Copy the thread on how std::unordered_map is implemented, word for word and in full.

** Extract **
%%

How std::unordered_map is implemented - c++

c++ unordered_map collision handling , resize and rehash
This is a previous question opened by me and I have seen that I am having a lot of confusion about how unordered_map is implemented. I am sure many other people shares that confusion with me. Based on the information I have know without reading the standard:
Every unordered_map implementation stores a linked list to external
nodes in the array of buckets... No, that is not at all the most
efficient way to implement a hash map for most common uses.
Unfortunately, a small "oversight" in the specification of
unordered_map all but requires this behavior. The required behavior is
that iterators to elements must stay valid when inserting or deleting
other elements
I was hoping that someone might explain the implementation and how it fits with the C++ standard definition ( in terms of performance requirements ) and if it is really not the most efficient way to implement an hash map data structure how it can be improved ?

The Standard effectively mandates that implementations of std::unordered_set and std::unordered_map - and their "multi" brethren - use open hashing aka separate chaining, which means an array of buckets, each of which holds the head of a linked list†. That requirement is subtle: it is a consequence of:
the default max_load_factor() being 1.0 (which means the table will resize whenever size() would otherwise exceed 1.0 times the bucket_count(), and
the guarantee that the table will not be rehashed unless grown beyond that load factor.

%%

** Data segment **
%%

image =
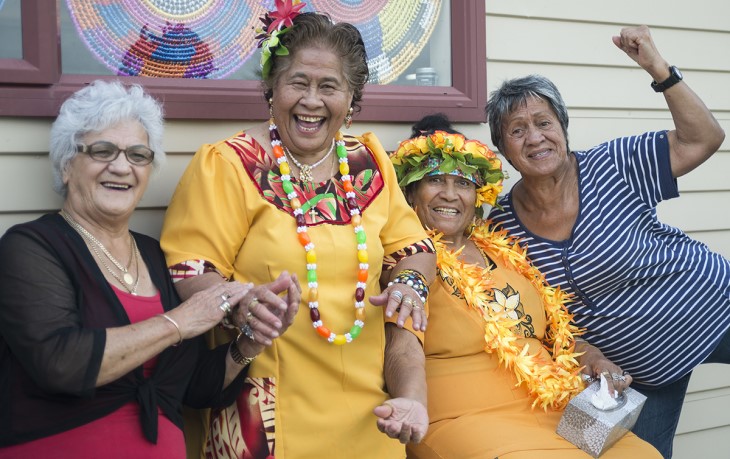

%%

** Answer for the task **
How std::unordered_map is implemented - c++

c++ unordered_map collision handling , resize and rehash
This is a previous question opened by me and I have seen that I am having a lot of confusion about how unordered_map is implemented. I am sure many other people shares that confusion with me. Based on the information I have know without reading the standard:
Every unordered_map implementation stores a linked list to external
nodes in the array of buckets... No, that is not at all the most
efficient way to implement a hash map for most common uses.
Unfortunately, a small "oversight" in the specification of
unordered_map all but requires this behavior. The required behavior is
that iterators to elements must stay valid when inserting or deleting
other elements
I was hoping that someone might explain the implementation and how it fits with the C++ standard definition ( in terms of performance requirements ) and if it is really not the most efficient way to implement an hash map data structure how it can be improved ?

The Standard effectively mandates that implementations of std::unordered_set and std::unordered_map - and their "multi" brethren - use open hashing aka separate chaining, which means an array of buckets, each of which holds the head of a linked list†. That requirement is subtle: it is a consequence of:
the default max_load_factor() being 1.0 (which means the table will resize whenever size() would otherwise exceed 1.0 times the bucket_count(), and
the guarantee that the table will not be rehashed unless grown beyond that load factor.